* _TASK OBJECTIVE_:
Pull out everything from the start of the listing down to the line containing "column 373, row 101", both ends included, and reproduce those lines word for word. Leave the pictures out of your answer.

* _MATERIAL FOR THIS TASK_:
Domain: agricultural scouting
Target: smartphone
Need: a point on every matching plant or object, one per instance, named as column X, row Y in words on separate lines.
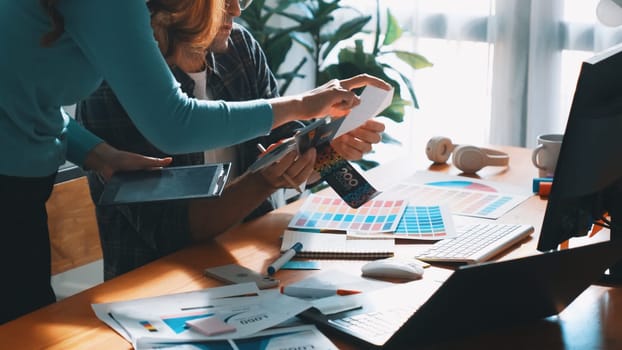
column 234, row 273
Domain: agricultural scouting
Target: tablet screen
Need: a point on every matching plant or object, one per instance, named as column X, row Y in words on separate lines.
column 172, row 183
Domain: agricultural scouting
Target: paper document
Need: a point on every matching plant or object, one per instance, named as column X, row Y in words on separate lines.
column 297, row 337
column 163, row 319
column 373, row 101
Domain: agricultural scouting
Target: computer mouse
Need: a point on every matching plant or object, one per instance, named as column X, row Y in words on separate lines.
column 394, row 267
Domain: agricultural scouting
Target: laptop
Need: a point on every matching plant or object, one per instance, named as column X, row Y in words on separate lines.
column 474, row 298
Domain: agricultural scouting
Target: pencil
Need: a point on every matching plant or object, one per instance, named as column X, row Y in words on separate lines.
column 289, row 180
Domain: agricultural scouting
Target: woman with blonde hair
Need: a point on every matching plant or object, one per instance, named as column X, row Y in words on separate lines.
column 56, row 52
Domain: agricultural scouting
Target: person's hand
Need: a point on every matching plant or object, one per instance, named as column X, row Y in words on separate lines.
column 106, row 160
column 335, row 98
column 291, row 171
column 354, row 144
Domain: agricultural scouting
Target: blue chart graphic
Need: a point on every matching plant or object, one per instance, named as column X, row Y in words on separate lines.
column 178, row 323
column 423, row 221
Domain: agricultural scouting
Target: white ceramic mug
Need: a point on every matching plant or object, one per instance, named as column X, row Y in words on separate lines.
column 544, row 156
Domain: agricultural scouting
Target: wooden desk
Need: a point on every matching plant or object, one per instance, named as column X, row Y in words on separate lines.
column 592, row 321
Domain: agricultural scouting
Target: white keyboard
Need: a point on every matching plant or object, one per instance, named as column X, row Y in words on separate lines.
column 476, row 243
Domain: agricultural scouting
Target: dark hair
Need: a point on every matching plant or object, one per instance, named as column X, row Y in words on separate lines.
column 57, row 21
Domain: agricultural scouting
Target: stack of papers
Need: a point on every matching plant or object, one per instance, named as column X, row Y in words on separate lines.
column 238, row 311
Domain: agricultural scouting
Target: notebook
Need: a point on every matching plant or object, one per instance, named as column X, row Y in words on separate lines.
column 336, row 246
column 171, row 183
column 474, row 298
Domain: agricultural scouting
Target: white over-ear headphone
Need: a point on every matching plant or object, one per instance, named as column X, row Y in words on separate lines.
column 469, row 159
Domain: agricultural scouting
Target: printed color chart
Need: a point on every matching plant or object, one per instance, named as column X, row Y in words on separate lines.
column 330, row 213
column 421, row 223
column 460, row 199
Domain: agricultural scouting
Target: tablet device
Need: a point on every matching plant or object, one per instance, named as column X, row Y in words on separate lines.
column 165, row 184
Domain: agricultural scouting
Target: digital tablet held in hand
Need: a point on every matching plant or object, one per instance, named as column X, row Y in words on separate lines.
column 172, row 183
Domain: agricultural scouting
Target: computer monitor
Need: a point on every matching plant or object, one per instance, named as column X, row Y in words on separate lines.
column 587, row 182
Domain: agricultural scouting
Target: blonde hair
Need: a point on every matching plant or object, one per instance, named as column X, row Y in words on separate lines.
column 185, row 25
column 191, row 23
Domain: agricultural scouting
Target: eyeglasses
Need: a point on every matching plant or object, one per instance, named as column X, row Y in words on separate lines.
column 244, row 4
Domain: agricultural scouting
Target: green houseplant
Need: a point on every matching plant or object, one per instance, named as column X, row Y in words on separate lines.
column 312, row 24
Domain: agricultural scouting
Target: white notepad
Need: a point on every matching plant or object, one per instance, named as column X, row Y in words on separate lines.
column 337, row 246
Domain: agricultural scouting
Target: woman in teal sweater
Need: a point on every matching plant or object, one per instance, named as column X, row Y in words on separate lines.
column 56, row 52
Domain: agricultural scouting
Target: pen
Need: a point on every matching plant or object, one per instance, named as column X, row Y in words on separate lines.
column 285, row 176
column 287, row 256
column 314, row 293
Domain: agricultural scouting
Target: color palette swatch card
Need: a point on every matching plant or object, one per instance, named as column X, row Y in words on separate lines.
column 330, row 213
column 421, row 223
column 462, row 197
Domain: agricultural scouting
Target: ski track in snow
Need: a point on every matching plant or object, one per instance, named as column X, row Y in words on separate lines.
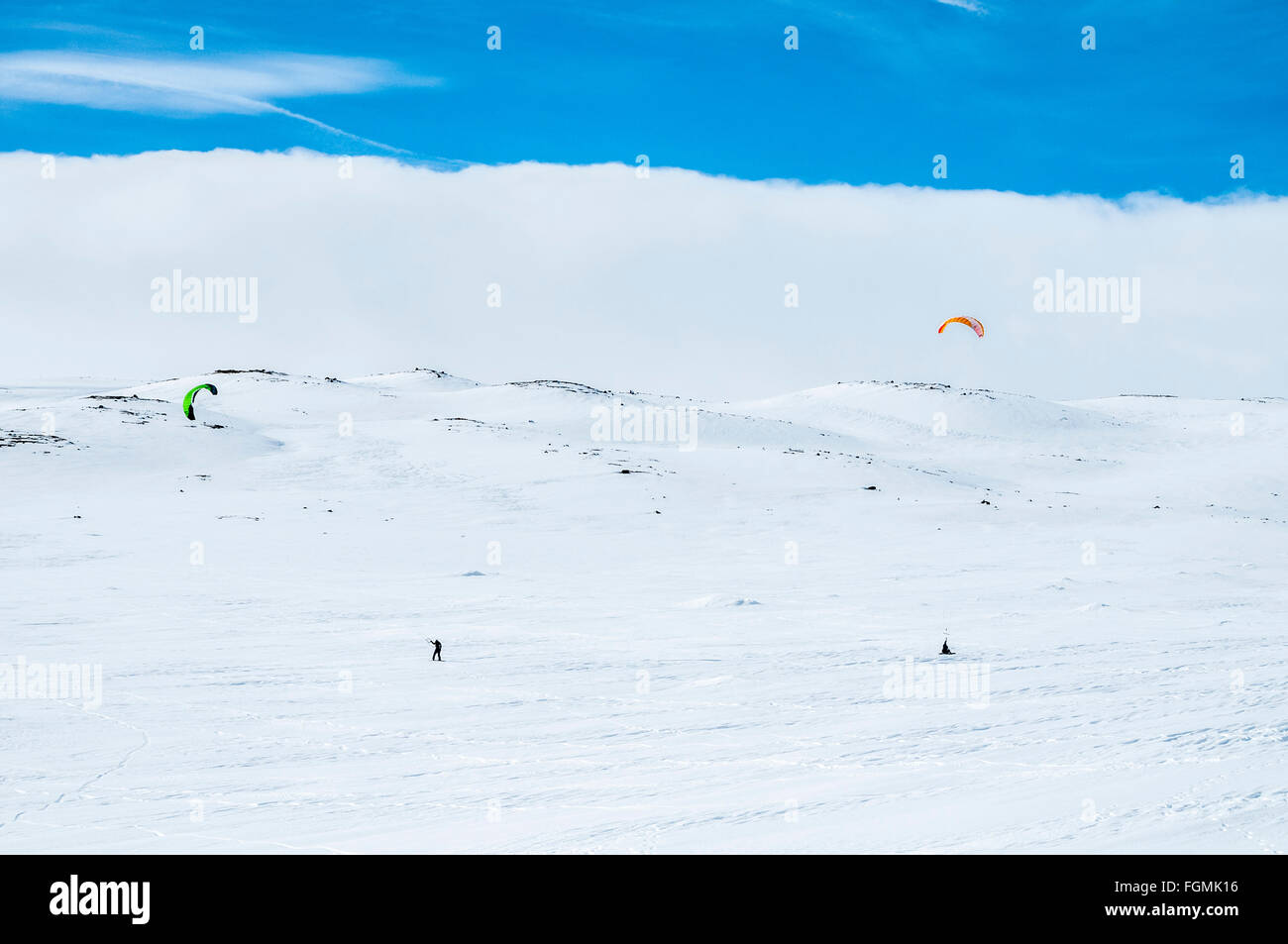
column 638, row 664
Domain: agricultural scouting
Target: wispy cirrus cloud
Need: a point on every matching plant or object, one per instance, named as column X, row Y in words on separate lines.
column 184, row 86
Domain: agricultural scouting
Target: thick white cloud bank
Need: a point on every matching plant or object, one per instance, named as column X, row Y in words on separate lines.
column 675, row 282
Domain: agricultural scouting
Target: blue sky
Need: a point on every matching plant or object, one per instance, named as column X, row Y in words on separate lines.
column 876, row 89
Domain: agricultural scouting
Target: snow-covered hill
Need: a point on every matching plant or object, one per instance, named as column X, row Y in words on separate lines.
column 716, row 640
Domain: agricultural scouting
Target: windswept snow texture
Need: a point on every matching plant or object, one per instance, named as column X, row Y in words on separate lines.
column 707, row 655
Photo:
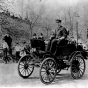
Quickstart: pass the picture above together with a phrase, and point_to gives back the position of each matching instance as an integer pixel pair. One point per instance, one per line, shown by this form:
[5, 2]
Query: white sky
[52, 4]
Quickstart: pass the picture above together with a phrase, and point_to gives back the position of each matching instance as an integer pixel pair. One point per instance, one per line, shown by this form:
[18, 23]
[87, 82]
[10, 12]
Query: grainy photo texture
[44, 43]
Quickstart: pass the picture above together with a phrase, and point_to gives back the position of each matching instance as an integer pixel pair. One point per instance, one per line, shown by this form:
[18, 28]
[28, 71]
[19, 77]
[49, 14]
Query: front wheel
[25, 67]
[48, 70]
[77, 66]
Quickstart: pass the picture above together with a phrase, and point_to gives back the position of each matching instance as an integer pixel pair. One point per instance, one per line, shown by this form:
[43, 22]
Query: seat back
[38, 44]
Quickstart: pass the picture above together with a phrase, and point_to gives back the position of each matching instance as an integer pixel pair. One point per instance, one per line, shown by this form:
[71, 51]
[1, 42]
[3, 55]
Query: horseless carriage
[68, 54]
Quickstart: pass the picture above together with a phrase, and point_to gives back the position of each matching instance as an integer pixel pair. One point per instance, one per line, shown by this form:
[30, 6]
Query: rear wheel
[25, 67]
[77, 66]
[48, 70]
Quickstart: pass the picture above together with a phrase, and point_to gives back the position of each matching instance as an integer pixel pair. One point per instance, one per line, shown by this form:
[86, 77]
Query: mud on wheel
[25, 67]
[48, 70]
[77, 66]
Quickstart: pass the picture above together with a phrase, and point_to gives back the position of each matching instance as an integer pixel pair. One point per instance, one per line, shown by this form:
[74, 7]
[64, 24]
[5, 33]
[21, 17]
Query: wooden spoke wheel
[77, 66]
[25, 67]
[48, 70]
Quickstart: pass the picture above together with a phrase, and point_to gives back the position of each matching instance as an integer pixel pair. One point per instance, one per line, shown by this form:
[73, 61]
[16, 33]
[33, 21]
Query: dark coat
[61, 31]
[8, 40]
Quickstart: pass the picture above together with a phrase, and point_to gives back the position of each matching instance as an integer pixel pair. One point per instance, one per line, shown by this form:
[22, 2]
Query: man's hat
[58, 21]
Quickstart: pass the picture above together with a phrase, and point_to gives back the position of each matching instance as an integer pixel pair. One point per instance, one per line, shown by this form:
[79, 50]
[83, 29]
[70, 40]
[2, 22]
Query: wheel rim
[25, 67]
[78, 67]
[48, 71]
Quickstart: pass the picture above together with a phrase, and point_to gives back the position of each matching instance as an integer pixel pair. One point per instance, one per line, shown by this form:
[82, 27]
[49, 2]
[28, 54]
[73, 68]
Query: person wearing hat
[34, 36]
[7, 38]
[61, 33]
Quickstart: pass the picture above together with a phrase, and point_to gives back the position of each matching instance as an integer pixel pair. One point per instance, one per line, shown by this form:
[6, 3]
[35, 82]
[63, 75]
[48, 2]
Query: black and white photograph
[44, 43]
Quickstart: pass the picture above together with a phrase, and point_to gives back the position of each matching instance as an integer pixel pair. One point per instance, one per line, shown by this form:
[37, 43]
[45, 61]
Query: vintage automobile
[69, 54]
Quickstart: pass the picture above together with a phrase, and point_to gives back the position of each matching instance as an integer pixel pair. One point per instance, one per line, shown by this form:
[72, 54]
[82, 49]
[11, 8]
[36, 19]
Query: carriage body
[64, 57]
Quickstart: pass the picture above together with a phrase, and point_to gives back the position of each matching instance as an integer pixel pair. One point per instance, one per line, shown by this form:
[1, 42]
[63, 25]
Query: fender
[73, 55]
[48, 54]
[27, 55]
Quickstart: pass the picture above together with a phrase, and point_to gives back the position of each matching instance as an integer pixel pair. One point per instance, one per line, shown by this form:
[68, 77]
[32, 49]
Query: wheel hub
[26, 66]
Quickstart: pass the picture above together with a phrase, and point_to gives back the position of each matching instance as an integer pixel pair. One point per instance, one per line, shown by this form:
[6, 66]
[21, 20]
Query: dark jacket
[8, 40]
[61, 31]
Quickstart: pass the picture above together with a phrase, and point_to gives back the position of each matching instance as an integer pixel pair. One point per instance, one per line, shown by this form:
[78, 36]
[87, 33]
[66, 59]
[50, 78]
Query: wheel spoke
[21, 67]
[29, 69]
[43, 74]
[21, 64]
[22, 70]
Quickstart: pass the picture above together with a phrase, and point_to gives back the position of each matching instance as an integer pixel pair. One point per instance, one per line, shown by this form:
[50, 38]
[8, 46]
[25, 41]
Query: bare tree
[33, 17]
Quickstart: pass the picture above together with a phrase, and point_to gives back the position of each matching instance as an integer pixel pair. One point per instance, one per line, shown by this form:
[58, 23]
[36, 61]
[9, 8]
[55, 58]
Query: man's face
[7, 34]
[59, 24]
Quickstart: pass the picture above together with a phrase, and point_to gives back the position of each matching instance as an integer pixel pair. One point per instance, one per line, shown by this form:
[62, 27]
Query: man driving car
[61, 33]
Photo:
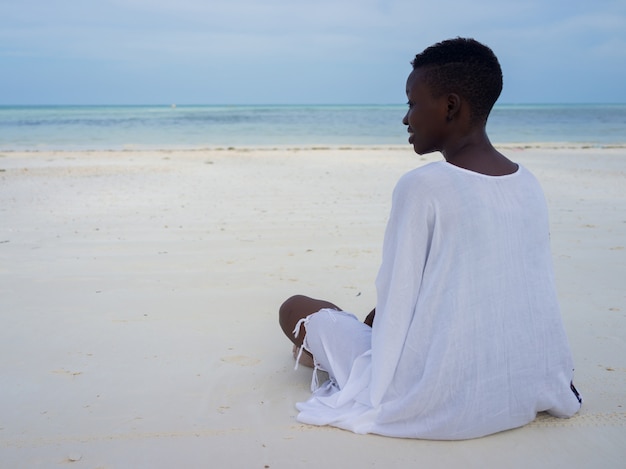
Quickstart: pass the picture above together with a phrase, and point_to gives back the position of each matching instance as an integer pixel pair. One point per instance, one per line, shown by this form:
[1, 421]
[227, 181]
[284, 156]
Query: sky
[245, 52]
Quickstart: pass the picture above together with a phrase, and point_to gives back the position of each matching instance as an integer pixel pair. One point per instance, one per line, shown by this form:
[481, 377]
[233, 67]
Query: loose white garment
[468, 338]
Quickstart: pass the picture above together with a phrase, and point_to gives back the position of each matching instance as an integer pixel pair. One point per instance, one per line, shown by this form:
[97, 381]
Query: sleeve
[406, 246]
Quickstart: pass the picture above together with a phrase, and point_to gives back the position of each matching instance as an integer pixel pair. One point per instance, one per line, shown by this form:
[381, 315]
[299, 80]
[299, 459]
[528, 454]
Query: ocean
[33, 128]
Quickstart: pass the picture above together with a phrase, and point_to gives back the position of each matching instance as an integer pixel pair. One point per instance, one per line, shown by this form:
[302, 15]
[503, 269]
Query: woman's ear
[454, 105]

* _OUTPUT BELOW_:
Domain: agricultural scouting
Target: smartphone
Need: a point on every matching plant or object, one per instance, named as column X, row Y in words on separate lines.
column 234, row 273
Domain: agricultural scouting
Target: tablet screen
Need: a point on every matching plant or object, one per instance, named as column X, row Y in words on separate lines.
column 172, row 183
Domain: agricultural scouting
Target: paper document
Need: a point on every matching plant or object, one per instance, named as column X, row Y in words on separate lines.
column 297, row 337
column 163, row 319
column 373, row 101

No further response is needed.